Reproduce the lines below, substituting "In this picture" for every occurrence of "In this photo" and keeping everything else as it is. Leave the pictures out.

────────────────

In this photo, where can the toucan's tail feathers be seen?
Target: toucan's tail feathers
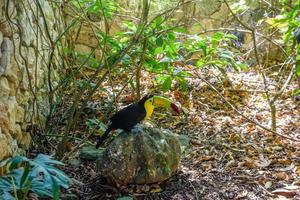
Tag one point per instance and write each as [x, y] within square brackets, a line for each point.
[103, 137]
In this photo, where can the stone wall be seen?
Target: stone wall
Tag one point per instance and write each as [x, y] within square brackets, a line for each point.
[24, 57]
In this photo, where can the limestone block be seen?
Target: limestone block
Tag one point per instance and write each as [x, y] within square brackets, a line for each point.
[12, 110]
[23, 138]
[6, 50]
[27, 32]
[12, 12]
[31, 57]
[5, 124]
[5, 145]
[5, 28]
[5, 90]
[145, 156]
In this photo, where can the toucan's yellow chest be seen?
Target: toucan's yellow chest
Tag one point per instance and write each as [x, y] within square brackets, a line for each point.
[149, 107]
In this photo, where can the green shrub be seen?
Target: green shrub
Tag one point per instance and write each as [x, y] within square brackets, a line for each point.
[38, 176]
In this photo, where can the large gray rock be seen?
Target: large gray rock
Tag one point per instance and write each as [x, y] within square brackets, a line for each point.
[145, 155]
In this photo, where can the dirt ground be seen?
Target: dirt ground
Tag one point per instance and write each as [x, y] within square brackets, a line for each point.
[229, 157]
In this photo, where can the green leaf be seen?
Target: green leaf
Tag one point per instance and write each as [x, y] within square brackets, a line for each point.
[159, 41]
[171, 36]
[200, 63]
[298, 70]
[167, 84]
[180, 30]
[158, 50]
[158, 21]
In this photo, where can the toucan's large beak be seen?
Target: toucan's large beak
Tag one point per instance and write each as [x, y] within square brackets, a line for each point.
[159, 101]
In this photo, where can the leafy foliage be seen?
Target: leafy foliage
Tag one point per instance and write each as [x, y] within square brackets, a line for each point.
[38, 176]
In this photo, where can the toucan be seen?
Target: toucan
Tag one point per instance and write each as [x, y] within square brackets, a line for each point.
[129, 116]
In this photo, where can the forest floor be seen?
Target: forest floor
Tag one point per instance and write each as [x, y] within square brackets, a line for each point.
[229, 157]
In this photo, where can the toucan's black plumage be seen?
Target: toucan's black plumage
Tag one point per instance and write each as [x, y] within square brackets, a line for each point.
[126, 118]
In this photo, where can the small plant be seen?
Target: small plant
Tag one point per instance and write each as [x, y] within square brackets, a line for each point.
[38, 176]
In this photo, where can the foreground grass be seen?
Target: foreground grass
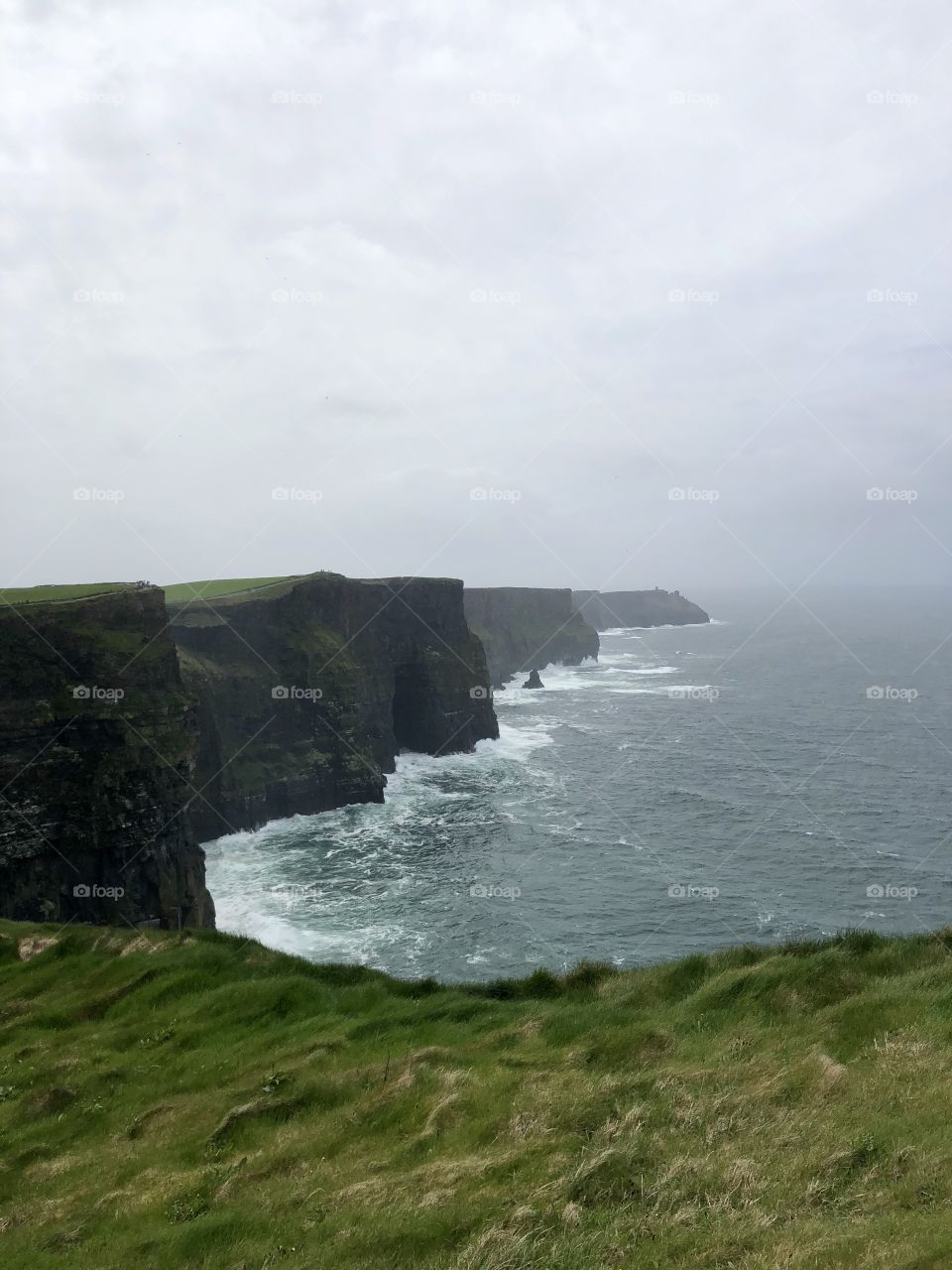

────────────────

= Exercise result =
In this picture, where can the toucan's tail feathers be seen?
Target: toucan's tail feathers
Tag one point per instance and write each as [x, y] within square brackets, a line for each point.
[103, 137]
In this picture, where can the stone wall be seen?
Target: stone wall
Tag one point per instance and write each as [x, y] within square brackets, a line for each point.
[24, 57]
In this picture, where can the limestone block be seen?
Target: limestone block
Tag one point per instance and write each as [x, y] within square brackets, a line for each point.
[12, 110]
[23, 138]
[6, 50]
[27, 32]
[12, 12]
[31, 57]
[5, 124]
[5, 145]
[5, 28]
[5, 90]
[145, 156]
In this picture, where can the toucan's yellow chest be seen?
Target: toucan's yellow chest
Tag one point per instance and write each as [x, y] within square brackets, a line for each point.
[149, 107]
In this picture, where can the green shrub be seen?
Target: green shrub
Tag one point per instance and write each as [x, y] within square brackets, a line for each point.
[38, 176]
In this picture, where can the large gray rock be seen?
Target: large gray rock
Tag one point per instance and write each as [x, y] within square brackets, a line for each point.
[145, 155]
In this picture, where can the dirt ground be seen?
Target: dirt ground
Tag one point per instance and write each as [x, y] within square brackets, a line for each point.
[229, 157]
In this picture, where can the green leaf be seen?
Target: green leaf
Tag one point per instance and write each as [x, y] within square brackets, a line for each point.
[159, 41]
[171, 36]
[200, 63]
[298, 70]
[167, 84]
[180, 30]
[158, 50]
[158, 21]
In this picture, where can the toucan's large beak be seen?
Target: toucan's large beak
Tag one point per instance and write each as [x, y] within square brackets, a line for each point.
[159, 101]
In this picture, where can the leafy foliage be seen?
Target: leafy foliage
Tag one point per instance and write each as [x, y] within square brackets, a line for each point.
[38, 176]
In this picture, where can the toucan be seen?
Target: toucan
Tag one point per instance and write each as [x, y] within square brackets, a line for each point.
[129, 116]
In this picture, where can the forest floor be seen?
Target: forest floor
Tag one point per instance and write each as [x, y] within square brackets, a line for each point.
[229, 157]
In this picture, where can the toucan's black plumage be seen?
Target: toucan's black plumage
Tag one point per instance and write each as [x, y] within square brackets, a line for each point.
[126, 118]
In this picture, where can the small plant be seen?
Target: small plant
Tag one point per instance and write each as [x, y] within square brackets, a line for each point.
[38, 176]
In this picture, where can the foreground grass be seen?
Target: foreground grass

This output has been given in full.